_EXERCISE 1:_ Quote the article on commissions of inquiry from "There have been" to "are seldom implemented.".

-- Start SOURCE TEXT --

Do judicial commissions and commissions of inquiry (COI) appointed by the government to examine issues ranging from communal riots, scandals and assassinations to inter-state disputes actually achieve anything? A sampling of the number of the commissions appointed till date and their fate is an eye-opener.
There have been over 40 commissions of inquiry that have been appointed to study major communal riots in the country since independence and none of the recommendations has been implemented. Jurists and lawmakers, critical of such commissions, firmly believe that they are at best a diversionary tactic to hoodwink people, that they take an inordinately long time to deliver reports and that their recommendations, when submitted, are seldom implemented.
The 41st extension, and perhaps the last, given in September to one of the country's longest running inquiry commissions probing the sequence of events leading to the razing of the Babri mosque by Hindu mobs on Dec 6, 1992, has put the spotlight on whether such commissions serve any real purpose. Considering that it has cost the exchequer over Rs.70 million for the one-man panel of Justice M.S. Liberhan, who is currently writing up his report, many believe this too will go the way of other commissions.
To name just a few: the Justice Jagmohan Reddy COI that probed the Ahmedabad riots in 1969, the Justice Venugopal COI that investigated the Kanyakumari riots, 1982, the Justice Joseph Vithayathal COI on the Tellicherry disturbances, 1971, and the Justice Madon COI into the communal disturbances at Bhiwandi, Jalgaon and Mahad in May 1970.

-- End SOURCE TEXT --
-- Start INFORMATION SUPPLIED --

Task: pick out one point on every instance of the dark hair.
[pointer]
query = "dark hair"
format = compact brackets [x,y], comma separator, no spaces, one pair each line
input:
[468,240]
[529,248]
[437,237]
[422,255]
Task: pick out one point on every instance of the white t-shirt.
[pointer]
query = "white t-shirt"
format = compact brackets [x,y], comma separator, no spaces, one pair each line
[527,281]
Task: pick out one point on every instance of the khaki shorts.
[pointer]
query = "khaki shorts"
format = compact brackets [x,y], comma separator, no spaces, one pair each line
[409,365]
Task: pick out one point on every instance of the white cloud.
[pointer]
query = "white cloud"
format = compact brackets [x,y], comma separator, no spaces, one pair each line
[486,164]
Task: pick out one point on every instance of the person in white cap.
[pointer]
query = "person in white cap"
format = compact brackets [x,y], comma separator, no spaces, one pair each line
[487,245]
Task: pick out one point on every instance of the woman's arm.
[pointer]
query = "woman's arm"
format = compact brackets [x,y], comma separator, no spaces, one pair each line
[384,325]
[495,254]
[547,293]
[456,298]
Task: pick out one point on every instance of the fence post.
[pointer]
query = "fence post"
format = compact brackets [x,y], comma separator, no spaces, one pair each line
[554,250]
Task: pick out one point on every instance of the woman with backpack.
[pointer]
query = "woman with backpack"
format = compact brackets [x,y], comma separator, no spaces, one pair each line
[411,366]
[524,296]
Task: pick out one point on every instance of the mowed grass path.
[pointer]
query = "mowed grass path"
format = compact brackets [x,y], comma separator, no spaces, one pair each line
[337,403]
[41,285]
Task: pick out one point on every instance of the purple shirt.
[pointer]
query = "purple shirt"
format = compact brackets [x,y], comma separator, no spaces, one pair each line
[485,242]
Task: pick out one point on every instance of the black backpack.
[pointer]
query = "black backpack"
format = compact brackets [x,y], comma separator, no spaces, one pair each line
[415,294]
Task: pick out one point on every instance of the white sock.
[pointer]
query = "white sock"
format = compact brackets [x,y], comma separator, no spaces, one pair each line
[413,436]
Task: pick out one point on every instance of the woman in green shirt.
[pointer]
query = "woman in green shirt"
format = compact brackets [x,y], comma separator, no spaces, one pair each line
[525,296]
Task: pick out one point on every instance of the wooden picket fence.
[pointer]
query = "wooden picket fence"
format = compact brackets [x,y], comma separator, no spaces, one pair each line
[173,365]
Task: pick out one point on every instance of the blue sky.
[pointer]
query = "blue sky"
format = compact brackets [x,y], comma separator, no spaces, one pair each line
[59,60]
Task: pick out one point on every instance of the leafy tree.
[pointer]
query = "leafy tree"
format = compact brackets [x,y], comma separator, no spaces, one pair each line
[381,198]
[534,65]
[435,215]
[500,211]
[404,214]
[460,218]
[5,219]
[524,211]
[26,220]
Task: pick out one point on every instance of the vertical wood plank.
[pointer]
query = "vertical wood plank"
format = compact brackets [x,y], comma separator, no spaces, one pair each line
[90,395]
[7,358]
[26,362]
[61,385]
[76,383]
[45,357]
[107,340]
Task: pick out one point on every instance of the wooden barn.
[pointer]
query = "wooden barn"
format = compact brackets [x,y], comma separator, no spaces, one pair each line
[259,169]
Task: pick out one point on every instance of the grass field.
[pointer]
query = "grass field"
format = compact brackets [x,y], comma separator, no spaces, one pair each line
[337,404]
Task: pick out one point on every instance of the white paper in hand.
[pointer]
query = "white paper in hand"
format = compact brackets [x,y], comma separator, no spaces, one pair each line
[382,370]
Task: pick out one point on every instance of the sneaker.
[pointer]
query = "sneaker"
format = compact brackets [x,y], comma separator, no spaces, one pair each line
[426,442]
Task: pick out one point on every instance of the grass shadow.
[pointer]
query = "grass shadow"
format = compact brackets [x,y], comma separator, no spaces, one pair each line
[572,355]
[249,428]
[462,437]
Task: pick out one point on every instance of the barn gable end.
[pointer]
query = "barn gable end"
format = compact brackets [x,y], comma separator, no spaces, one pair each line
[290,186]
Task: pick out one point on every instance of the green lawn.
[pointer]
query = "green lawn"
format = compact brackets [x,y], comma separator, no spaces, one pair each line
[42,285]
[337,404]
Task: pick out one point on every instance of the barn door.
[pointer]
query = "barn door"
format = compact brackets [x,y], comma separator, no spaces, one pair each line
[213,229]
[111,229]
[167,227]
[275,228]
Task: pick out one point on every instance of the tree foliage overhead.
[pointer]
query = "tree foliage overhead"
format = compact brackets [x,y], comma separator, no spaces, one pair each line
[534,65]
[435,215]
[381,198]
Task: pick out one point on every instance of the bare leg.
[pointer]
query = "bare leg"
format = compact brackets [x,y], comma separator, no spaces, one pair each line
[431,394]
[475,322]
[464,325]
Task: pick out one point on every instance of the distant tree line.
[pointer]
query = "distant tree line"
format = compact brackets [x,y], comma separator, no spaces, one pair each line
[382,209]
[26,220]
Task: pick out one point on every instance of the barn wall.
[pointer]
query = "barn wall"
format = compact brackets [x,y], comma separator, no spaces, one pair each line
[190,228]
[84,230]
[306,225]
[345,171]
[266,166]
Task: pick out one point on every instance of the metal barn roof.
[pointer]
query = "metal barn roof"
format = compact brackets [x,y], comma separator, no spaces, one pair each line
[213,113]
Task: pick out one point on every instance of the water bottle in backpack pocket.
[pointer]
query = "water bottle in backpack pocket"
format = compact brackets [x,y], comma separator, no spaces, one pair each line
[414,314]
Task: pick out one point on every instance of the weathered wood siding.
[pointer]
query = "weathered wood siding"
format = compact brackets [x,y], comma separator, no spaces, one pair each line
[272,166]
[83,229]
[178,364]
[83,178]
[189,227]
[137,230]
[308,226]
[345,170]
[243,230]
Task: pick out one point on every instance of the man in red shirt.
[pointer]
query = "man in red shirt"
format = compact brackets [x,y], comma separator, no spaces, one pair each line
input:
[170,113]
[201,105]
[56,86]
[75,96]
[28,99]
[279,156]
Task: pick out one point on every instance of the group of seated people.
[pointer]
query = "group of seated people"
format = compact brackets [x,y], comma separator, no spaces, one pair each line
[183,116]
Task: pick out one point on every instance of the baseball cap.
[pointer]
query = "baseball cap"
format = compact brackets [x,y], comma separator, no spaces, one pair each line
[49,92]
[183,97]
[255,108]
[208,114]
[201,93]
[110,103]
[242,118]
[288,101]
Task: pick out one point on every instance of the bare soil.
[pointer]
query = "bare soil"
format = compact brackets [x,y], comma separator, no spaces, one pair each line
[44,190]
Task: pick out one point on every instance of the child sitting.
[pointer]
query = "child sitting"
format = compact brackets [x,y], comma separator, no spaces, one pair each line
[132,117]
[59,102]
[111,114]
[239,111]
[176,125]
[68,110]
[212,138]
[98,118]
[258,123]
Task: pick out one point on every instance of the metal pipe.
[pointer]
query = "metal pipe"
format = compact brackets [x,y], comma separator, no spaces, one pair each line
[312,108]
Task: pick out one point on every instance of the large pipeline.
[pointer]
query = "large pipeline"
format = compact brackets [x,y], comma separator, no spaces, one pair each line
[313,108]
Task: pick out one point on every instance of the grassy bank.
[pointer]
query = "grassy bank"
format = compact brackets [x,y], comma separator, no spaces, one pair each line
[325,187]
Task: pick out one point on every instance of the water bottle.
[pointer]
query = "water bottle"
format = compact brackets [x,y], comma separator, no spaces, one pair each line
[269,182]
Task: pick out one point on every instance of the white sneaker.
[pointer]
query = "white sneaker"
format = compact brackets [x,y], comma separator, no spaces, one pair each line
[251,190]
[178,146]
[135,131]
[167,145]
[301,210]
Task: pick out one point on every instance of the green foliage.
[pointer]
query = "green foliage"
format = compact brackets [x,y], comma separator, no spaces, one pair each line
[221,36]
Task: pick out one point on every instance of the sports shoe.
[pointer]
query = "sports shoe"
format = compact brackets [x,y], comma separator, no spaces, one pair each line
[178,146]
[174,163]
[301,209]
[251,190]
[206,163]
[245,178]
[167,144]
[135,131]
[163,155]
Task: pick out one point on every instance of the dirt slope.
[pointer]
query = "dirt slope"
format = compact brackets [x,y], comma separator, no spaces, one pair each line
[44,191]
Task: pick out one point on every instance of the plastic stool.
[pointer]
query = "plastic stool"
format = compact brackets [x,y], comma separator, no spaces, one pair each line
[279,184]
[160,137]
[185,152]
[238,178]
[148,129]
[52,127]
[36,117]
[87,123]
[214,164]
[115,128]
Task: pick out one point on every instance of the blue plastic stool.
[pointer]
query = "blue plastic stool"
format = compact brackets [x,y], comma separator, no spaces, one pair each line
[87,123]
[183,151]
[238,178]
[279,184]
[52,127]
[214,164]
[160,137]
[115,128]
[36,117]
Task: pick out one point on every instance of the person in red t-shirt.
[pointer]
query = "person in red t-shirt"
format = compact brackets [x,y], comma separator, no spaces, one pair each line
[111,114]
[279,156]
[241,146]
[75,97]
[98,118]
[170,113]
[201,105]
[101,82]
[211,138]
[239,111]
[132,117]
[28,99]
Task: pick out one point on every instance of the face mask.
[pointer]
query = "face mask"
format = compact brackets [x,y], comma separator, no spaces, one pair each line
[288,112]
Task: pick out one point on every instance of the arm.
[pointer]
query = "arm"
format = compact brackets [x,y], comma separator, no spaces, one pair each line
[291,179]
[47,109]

-- End INFORMATION SUPPLIED --

_EXERCISE 2:_ Pull out each line of the entries that contains the word "cloud".

_EXERCISE OUTPUT 1:_
There have been over 40 commissions of inquiry that have been appointed to study major communal riots in the country since independence and none of the recommendations has been implemented. Jurists and lawmakers, critical of such commissions, firmly believe that they are at best a diversionary tactic to hoodwink people, that they take an inordinately long time to deliver reports and that their recommendations, when submitted, are seldom implemented.

_EXERCISE OUTPUT 2:_
Task: pick out one point on every instance of the white cloud.
query = "white cloud"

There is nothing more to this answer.